* [The problem]: Of the entries below, return exactly those lines that fall between the one containing "Put one marker on each instance of the blue hard" and the one containing "Put one marker on each instance of the dark", the two end lines included.

Point localization data:
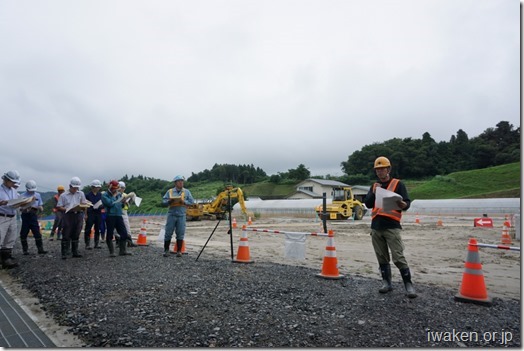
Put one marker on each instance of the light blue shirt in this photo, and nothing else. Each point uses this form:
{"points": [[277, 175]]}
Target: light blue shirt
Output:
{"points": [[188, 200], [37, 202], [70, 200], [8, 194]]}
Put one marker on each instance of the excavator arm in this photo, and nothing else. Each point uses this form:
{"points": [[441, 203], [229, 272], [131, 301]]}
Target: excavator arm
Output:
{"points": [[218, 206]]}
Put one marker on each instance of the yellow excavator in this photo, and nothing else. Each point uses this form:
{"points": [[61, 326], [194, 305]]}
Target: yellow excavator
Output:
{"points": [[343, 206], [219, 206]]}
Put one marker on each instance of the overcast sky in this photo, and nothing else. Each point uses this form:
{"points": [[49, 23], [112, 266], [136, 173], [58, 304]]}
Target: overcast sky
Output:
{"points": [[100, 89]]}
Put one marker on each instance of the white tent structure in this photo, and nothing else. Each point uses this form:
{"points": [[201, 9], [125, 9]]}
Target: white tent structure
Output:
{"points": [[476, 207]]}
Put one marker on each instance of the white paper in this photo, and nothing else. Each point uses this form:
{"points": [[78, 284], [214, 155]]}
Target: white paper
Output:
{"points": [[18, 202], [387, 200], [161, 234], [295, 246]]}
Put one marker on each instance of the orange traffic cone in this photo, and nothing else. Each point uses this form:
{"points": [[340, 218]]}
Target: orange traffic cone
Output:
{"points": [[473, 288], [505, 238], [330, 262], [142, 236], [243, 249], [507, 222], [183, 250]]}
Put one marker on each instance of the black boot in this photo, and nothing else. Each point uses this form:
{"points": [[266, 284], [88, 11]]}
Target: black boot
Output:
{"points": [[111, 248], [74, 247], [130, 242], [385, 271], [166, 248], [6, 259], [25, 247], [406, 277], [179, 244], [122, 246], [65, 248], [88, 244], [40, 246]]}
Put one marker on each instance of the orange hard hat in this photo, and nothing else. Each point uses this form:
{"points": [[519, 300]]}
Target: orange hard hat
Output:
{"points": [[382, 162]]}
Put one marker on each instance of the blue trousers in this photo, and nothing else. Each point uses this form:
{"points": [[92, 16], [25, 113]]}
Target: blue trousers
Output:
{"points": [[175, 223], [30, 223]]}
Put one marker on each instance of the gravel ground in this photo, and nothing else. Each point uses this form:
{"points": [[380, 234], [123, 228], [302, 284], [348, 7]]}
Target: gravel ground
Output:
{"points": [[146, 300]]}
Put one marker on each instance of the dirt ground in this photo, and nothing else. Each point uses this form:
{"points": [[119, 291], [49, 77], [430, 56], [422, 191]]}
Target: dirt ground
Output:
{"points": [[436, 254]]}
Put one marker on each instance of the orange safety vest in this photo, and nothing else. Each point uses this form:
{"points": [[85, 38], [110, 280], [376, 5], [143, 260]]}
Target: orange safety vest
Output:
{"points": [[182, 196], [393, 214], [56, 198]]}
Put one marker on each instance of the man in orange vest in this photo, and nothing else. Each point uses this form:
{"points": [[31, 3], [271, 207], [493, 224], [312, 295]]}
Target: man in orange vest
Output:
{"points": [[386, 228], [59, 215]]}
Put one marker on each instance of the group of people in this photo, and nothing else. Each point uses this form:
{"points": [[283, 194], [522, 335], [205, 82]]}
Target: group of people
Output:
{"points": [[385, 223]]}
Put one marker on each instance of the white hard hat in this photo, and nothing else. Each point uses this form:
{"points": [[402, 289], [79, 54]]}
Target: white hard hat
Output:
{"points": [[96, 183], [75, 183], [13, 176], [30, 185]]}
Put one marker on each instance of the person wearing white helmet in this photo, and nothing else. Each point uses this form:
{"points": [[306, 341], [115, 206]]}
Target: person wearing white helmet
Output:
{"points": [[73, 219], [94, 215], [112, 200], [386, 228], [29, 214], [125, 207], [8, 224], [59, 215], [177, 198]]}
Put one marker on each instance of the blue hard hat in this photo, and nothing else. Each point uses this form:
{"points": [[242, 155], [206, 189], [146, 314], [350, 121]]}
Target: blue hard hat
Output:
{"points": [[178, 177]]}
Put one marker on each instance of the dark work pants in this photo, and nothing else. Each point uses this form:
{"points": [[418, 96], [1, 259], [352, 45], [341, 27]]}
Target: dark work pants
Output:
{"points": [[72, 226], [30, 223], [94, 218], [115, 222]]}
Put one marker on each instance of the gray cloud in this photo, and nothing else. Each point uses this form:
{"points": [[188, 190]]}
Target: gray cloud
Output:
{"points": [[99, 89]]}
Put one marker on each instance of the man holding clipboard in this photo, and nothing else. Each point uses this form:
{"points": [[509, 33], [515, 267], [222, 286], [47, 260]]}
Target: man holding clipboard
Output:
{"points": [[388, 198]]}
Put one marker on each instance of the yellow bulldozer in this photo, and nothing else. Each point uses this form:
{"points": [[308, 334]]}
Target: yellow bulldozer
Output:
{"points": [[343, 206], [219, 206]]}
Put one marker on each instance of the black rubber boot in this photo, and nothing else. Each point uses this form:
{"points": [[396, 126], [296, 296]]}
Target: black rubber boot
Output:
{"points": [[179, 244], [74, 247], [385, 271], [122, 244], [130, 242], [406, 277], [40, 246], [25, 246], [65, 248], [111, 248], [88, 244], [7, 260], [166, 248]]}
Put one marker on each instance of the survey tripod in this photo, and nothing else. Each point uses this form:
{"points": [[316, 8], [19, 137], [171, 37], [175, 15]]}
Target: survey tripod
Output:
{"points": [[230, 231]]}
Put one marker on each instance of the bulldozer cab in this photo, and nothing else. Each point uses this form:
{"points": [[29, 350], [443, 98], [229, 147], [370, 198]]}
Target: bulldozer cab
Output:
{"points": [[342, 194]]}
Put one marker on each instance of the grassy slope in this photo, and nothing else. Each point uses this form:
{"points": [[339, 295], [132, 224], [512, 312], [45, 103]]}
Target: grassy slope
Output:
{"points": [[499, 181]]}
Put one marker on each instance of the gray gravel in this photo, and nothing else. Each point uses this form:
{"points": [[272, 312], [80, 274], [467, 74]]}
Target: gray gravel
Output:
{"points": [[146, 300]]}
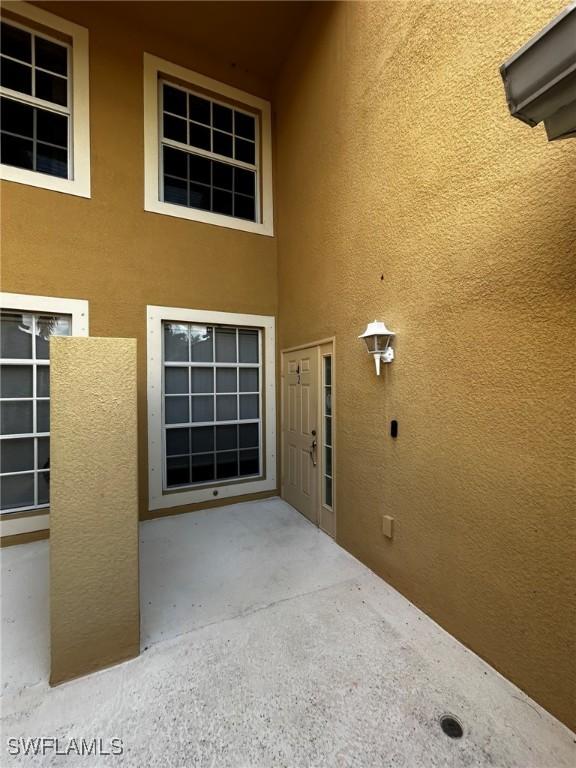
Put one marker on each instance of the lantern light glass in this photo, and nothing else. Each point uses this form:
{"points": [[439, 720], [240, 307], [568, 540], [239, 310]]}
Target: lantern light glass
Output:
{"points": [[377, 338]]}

* * *

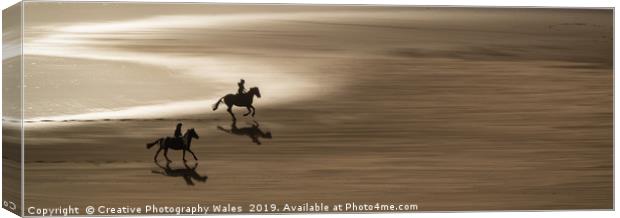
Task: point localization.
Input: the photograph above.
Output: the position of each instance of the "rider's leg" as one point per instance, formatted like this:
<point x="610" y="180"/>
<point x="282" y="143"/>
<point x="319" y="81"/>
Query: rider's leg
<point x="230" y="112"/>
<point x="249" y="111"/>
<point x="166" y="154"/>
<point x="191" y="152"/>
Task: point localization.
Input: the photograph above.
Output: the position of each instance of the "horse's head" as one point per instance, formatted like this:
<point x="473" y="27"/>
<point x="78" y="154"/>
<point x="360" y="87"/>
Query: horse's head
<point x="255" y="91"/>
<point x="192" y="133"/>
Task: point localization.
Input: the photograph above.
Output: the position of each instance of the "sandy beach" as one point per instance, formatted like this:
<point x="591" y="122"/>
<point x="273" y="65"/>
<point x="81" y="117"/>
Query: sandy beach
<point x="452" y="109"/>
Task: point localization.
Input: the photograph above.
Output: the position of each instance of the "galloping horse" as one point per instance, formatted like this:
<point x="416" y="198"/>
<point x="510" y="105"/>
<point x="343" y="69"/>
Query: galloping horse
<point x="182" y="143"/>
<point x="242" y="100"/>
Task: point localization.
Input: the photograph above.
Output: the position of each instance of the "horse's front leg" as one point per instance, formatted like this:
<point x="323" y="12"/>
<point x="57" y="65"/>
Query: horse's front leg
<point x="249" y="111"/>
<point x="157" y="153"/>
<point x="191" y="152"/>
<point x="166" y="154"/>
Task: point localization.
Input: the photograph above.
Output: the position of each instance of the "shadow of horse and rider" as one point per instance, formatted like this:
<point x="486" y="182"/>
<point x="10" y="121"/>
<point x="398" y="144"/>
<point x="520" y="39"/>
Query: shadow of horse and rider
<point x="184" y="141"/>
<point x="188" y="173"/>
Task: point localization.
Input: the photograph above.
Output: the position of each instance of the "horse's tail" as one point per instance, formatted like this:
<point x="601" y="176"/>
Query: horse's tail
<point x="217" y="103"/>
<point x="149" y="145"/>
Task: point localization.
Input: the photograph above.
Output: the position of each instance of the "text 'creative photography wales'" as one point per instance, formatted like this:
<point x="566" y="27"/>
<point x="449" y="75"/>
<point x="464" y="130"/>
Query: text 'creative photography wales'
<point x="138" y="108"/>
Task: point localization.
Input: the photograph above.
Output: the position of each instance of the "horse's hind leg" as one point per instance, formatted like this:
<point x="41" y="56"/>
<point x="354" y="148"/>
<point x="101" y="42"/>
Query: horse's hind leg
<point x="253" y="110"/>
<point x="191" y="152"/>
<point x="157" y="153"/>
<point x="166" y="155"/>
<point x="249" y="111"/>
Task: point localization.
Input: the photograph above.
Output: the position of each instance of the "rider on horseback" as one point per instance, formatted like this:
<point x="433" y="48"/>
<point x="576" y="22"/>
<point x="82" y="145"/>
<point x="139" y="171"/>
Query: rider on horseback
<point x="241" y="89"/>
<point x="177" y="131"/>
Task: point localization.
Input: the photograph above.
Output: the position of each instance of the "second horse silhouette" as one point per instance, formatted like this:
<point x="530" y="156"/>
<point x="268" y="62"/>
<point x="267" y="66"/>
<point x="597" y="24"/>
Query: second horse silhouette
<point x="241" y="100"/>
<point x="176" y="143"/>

* [Answer for the task]:
Put one marker on each instance of the blue hard hat in this photo, and nothing else. Each point uses this form:
{"points": [[242, 155], [206, 189], [146, 314], [350, 121]]}
Target: blue hard hat
Output:
{"points": [[178, 177]]}
Put one marker on each instance of the dark work pants in this photo, and nothing else. Each point uses this form:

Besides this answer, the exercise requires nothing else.